**Problem set**
(A) According to the article on nuclear power, how many UK farms do the latest figures show as still restricted because of Chernobyl fallout?
(B) For each statement, say yes or no to whether it agrees with the article on nuclear power, and quote the deciding words: (i) Bans in Northern Ireland were lifted in 2000. (ii) The report into Chernobyl blamed a freak natural event. (iii) Uranium is mined mainly in Canada.
(C) Extract the passage of the article on nuclear power that begins at the words "Nuclear industry lobbyists" and stops after "the United States.".

**Page excerpt**
.....

If you are less than twenty-five years of age, you weren’t even born when the world’s worst nuclear accident occurred. In 1986, the number four reactor at a nuclear power station in what is now Ukraine blew up, sending clouds of radioactive dust into the atmosphere. That was Chernobyl. You might have heard of it.
While the media made much of the event (when it eventually became known in the West) official sources, both here and in Russia, played down the effects of the accident. It’s now thought over one million people were effected as a result of the Chernobyl explosion by four hundred times the amount of radiation as was released from the bomb exploded over Hiroshima.
A report into the nuclear accident at Chernobyl concluded serious human error was the cause. The potential nuclear problems in Japan have resulted from a freak natural event. Neither of these can ever be ruled out when dealing with a power source so dangerous it has the ability to kill or maim us all.
Nuclear industry lobbyists are already hard at work playing down the likely scenarios unfolding at Fukushima. They would, it’s their job. Only today, US President Obama has poo-pooed any freeze on new nuclear power development programs in the United States.
Why?
The Japanese are world leaders in nuclear technology. Just a few days ago, interviewed on American TV, a leading US nuclear expert clearly stated that if a similar incident were to occur in the US, they would immediately turn to the Japanese for technological assistance.
Yet the Japanese are in trouble. Their reactors are presently out of control and on the verge of meltdown.
Nuclear energy is not renewable energy. Uranium, mined mainly in Australia, is a rare element. It’s incapable of being safely stored after use. We don’t need it. The only people on this planet who need nuclear energy are the corporations that grow rich off it. All our energy requirements can be met through a mix of solar-thermal power plants, wind farms, hydroelectric power, and the various uses of biomass. Germany is set to become the world’s first major renewable energy economy by 2050, though the nuclear industry is doing everything possible to prevent it.[1]
Meanwhile, America stagnates as corporate-controlled politicians kill off any environmental legislation that might cause corporate pockets to be picked, and bolster the nuclear industry to the tune of $54 billion tax dollars this year alone.[2]
In the UK, it’s not generally known how badly the Chernobyl incident effected the British Isles, even though it was 1,400 miles away. Politicians played down the radiation hazard that fell upon the nation, and much was brushed under the political carpet.
It was twenty-five years ago, but a May 2010 article from ‘Wales Online’ clearly indicates problems still exist, particularly for Welsh sheep farmers:
Latest figures show 369 UK farms continue to be restricted in the way they can use land and rear sheep because of fallout from the world’s worst nuclear power accident. But the vast majority of the restricted farms – 355 – are in Snowdonia, involving 180,000 of the 190,000 affected sheep.
When the disaster happened in April 1986, some 9,700 farms and more than four million sheep were under restriction across the UK after downpours rained radioactive material onto land across northern Europe. Bans in Northern Ireland were lifted in 2000.

.....

Records taken from a dataset:
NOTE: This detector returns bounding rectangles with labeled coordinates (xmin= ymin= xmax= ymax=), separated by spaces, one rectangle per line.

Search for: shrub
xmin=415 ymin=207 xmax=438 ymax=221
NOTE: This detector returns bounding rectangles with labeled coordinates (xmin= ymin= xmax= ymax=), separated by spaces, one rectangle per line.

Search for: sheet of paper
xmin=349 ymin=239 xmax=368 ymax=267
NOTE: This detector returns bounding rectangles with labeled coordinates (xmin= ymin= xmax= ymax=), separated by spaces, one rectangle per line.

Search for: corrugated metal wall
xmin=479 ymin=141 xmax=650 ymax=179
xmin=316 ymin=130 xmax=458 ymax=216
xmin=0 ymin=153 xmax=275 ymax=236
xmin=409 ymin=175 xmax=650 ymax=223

.....

**Answers given**
(A) 369 farms.

(B)
(i) Yes: "Bans in Northern Ireland were lifted in 2000."
(ii) No: "A report into the nuclear accident at Chernobyl concluded serious human error was the cause."
(iii) No: "Uranium, mined mainly in Australia, is a rare element."

(C)
Nuclear industry lobbyists are already hard at work playing down the likely scenarios unfolding at Fukushima. They would, it’s their job. Only today, US President Obama has poo-pooed any freeze on new nuclear power development programs in the United States.